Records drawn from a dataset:
=== Begin Enclosure ===

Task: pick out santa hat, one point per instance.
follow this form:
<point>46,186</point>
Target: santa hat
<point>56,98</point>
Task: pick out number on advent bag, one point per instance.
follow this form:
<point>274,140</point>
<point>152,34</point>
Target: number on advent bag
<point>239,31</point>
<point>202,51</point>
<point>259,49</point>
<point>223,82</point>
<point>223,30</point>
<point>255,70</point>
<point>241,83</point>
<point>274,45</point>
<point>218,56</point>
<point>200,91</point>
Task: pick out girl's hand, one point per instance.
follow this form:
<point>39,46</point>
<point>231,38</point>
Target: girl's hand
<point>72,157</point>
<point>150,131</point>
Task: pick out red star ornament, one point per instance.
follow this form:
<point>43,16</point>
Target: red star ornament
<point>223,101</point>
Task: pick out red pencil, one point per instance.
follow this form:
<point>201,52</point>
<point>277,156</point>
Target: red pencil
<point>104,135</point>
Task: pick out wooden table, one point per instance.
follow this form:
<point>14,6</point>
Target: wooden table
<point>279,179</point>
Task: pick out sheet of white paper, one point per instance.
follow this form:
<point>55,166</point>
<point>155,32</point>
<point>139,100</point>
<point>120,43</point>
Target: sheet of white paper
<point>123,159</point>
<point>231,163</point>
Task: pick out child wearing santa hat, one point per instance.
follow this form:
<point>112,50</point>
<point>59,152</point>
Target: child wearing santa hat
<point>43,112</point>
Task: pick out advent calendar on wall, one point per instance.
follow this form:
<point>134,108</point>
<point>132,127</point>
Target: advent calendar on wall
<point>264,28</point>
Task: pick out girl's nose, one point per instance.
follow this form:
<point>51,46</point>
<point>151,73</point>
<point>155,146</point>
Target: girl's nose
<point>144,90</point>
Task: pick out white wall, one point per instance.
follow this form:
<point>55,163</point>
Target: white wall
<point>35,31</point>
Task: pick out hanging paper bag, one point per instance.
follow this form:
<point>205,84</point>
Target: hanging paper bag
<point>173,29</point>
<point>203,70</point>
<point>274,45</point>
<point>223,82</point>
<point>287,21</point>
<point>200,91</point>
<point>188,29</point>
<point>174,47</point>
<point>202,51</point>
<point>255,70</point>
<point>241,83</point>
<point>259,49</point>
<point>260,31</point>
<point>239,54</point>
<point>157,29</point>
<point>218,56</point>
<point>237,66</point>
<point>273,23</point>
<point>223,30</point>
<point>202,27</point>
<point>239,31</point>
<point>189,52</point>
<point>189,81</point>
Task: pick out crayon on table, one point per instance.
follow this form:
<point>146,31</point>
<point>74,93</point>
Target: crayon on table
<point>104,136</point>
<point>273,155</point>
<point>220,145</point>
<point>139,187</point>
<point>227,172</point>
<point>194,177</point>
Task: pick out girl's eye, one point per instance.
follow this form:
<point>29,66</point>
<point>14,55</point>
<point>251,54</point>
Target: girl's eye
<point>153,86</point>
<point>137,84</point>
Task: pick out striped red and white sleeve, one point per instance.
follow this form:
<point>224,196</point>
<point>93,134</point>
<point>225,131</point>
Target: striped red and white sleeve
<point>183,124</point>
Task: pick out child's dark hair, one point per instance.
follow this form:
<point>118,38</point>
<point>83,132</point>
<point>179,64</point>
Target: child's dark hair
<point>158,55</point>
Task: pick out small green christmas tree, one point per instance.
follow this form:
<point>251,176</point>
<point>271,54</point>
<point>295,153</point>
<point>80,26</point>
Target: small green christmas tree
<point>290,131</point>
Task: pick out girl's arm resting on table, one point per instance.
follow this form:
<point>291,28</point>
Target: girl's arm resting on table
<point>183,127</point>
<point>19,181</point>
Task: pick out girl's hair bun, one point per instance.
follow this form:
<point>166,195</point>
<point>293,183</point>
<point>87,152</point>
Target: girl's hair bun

=== End Enclosure ===

**WORK REQUIRED**
Take the lines from the top of the data through the one that contains "<point>39,46</point>" and copy them exactly, leaving out every line after it.

**COMPLETED EXERCISE**
Task: pick out santa hat, one point per instance.
follow this form:
<point>46,186</point>
Target: santa hat
<point>56,98</point>
Task: pick out number on advent bag, one point per instance.
follow this form:
<point>274,140</point>
<point>152,34</point>
Target: number on advent bag
<point>239,31</point>
<point>202,51</point>
<point>259,49</point>
<point>223,82</point>
<point>223,30</point>
<point>255,70</point>
<point>241,83</point>
<point>274,45</point>
<point>218,56</point>
<point>200,91</point>
Task: pick out girl's hand, one point per instance.
follow this form:
<point>39,46</point>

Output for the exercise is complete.